ADJUDGED that the determination is confirmed, the petition is denied, and the proceeding is dismissed on the merits, with one bill of costs to the respondents appearing separately and filing separate briefs.
In or around April 2017, 8 Bayberry Rd, LLC, submitted an application to the Zoning Board of Appeals of the Incorporated Village of Bellport (hereinafter the ZBA), seeking several area variances to convert an existing three-car garage into an indoor squash court and workout area. Following public hearings, the ZBA granted the area variances. Thereafter, the petitioners, who are the owners of the property adjacent to 8 Bayberry Road (hereinafter the subject property), commenced this proceeding pursuant to CPLR article 78 to review the ZBA's determination. In an order dated June 11, 2018, the Supreme Court transferred the proceeding to this Court pursuant to CPLR 7804(g) on the ground that the petition raised a substantial evidence issue.

....................

SET PROBLEM A: Show each line of the entries that contains the string "hillside". Match uppercase and lowercase exactly.
The entries have no connection to the zoning ruling.

....................

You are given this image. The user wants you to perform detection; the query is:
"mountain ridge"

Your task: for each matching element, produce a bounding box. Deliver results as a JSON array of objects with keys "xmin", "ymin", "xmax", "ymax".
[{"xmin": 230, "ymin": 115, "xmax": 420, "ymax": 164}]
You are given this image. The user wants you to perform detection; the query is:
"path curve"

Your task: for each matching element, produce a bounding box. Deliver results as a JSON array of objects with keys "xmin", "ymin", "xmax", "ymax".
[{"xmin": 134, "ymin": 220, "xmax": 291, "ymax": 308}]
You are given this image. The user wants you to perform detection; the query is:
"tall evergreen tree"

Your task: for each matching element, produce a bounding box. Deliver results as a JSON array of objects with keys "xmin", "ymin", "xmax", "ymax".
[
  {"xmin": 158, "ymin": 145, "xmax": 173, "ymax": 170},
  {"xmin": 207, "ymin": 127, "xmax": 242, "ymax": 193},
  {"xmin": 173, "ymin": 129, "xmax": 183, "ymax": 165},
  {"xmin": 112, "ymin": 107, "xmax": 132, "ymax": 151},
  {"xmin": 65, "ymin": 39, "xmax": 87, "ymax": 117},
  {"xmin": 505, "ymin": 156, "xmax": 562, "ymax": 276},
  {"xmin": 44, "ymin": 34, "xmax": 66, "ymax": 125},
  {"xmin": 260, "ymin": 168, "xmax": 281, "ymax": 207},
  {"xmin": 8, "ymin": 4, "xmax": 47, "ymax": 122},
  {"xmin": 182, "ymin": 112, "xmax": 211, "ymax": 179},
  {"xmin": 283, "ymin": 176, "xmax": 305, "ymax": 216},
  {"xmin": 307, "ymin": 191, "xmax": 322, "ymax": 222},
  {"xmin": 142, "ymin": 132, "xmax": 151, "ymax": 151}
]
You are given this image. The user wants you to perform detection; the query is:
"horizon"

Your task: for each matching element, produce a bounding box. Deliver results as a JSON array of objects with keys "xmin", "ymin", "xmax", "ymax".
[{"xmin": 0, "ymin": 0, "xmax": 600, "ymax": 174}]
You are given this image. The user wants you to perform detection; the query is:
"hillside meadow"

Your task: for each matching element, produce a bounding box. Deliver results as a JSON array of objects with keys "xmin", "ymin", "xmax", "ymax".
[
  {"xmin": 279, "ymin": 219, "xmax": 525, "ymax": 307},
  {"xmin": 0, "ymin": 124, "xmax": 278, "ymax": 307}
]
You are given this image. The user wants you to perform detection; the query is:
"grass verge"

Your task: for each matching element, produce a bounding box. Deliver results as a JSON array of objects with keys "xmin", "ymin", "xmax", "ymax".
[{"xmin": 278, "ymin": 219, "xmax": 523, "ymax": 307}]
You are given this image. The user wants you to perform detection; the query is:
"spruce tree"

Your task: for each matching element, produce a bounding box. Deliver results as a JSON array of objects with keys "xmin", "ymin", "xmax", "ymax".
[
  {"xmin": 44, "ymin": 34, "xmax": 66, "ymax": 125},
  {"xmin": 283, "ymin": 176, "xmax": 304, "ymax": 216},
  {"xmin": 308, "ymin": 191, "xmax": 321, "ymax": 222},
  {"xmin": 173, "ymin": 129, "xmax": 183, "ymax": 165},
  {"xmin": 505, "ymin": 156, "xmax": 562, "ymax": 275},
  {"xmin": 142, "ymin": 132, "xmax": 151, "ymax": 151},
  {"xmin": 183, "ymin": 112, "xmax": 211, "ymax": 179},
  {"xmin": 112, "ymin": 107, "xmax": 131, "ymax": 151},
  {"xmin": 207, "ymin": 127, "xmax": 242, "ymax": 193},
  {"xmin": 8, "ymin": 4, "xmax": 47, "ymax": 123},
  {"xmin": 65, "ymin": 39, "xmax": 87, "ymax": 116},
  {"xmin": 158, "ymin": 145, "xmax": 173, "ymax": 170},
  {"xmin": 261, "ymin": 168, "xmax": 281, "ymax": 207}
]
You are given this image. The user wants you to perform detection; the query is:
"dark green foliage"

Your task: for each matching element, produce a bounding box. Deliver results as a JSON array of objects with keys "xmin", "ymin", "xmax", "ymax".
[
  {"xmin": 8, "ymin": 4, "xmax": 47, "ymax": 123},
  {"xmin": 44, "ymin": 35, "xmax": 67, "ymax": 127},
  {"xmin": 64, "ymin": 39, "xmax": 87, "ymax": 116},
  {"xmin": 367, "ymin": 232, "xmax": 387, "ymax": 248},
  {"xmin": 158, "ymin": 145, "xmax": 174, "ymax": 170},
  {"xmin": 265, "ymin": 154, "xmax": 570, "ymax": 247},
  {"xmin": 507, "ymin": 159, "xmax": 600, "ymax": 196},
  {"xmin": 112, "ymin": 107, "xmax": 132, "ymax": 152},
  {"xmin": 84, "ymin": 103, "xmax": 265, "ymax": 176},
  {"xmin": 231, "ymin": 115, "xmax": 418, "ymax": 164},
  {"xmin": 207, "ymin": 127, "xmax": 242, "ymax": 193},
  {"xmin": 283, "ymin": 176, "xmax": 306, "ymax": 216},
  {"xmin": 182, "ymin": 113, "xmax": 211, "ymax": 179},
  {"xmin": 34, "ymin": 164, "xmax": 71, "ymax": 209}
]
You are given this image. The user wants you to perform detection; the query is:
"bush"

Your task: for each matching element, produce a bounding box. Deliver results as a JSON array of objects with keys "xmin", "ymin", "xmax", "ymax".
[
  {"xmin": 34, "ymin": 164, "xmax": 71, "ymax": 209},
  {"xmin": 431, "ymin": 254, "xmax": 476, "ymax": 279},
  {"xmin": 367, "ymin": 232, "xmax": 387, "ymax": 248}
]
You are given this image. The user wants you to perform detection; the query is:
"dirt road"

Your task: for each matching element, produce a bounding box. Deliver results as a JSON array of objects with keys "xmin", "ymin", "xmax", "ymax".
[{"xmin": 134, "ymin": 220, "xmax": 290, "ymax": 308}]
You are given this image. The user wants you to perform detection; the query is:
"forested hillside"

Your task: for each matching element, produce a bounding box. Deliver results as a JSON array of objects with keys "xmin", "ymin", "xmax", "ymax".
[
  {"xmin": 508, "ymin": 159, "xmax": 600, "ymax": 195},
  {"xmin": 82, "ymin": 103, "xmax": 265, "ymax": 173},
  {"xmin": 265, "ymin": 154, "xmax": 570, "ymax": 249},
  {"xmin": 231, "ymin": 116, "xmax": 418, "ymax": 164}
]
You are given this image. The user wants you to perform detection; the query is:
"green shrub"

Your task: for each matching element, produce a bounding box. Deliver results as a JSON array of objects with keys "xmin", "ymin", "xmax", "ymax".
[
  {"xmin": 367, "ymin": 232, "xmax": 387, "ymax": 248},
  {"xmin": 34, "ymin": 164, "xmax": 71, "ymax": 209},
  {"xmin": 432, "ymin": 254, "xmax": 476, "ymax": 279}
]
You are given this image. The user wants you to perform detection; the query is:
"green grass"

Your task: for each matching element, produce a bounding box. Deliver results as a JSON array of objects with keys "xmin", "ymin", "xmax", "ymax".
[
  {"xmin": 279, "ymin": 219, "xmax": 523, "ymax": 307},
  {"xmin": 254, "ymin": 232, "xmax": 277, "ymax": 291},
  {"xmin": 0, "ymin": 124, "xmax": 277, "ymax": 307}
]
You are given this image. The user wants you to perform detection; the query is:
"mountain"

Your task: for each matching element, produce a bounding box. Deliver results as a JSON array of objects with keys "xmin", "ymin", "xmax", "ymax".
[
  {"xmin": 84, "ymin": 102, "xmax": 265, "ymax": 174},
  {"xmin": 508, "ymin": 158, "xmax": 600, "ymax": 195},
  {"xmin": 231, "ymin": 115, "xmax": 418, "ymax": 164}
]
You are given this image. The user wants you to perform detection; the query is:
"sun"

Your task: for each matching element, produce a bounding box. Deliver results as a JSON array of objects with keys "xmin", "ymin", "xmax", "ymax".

....................

SET PROBLEM B: What does the first sentence of the zoning ruling say happens to the determination, the petition, and the proceeding? List each outcome.

RIGHT ANSWER A:
"hillside meadow"
"forested hillside"

RIGHT ANSWER B:
- The determination is confirmed.
- The petition is denied.
- The proceeding is dismissed on the merits.